— start of Data records —

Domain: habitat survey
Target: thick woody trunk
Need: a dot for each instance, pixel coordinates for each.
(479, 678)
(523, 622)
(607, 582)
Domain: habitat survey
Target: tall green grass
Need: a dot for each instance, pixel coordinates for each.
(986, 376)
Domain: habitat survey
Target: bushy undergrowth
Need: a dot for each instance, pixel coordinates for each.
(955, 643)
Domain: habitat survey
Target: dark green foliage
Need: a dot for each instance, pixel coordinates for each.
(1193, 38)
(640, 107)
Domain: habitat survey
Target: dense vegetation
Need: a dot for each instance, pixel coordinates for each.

— end of Data records —

=== Exercise requirements ===
Print out all the entries precisely as written.

=== Finished exercise ===
Domain: habitat survey
Target: thick woody trunk
Need: a dot for each instance, pixel coordinates for each.
(479, 678)
(523, 622)
(607, 582)
Domain: habitat survey
Target: tall green grass
Need: a dot for each instance, pixel coordinates for each.
(986, 376)
Domain: habitat survey
Target: bushy undergrowth
Need: a dot for each instance, pixel coordinates for each.
(955, 643)
Domain: habitat survey
Target: dark green foliage
Need: a dot for each instance, pixel coordinates for each.
(1193, 38)
(640, 107)
Domain: habitat survey
Target: dense vegetation
Need: a dot for each instance, pixel coordinates for each.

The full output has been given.